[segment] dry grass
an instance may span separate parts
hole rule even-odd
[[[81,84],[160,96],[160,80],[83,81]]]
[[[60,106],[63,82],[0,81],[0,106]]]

----

## What is expected
Lay out every line of the records above as a JSON list of strings, one string per line, omitting blank lines.

## Written answer
[
  "[segment] dry grass",
  "an instance may span separate parts",
  "hole rule even-odd",
  "[[[81,84],[160,96],[160,80],[83,81]]]",
  "[[[60,106],[63,82],[0,81],[0,106]]]"
]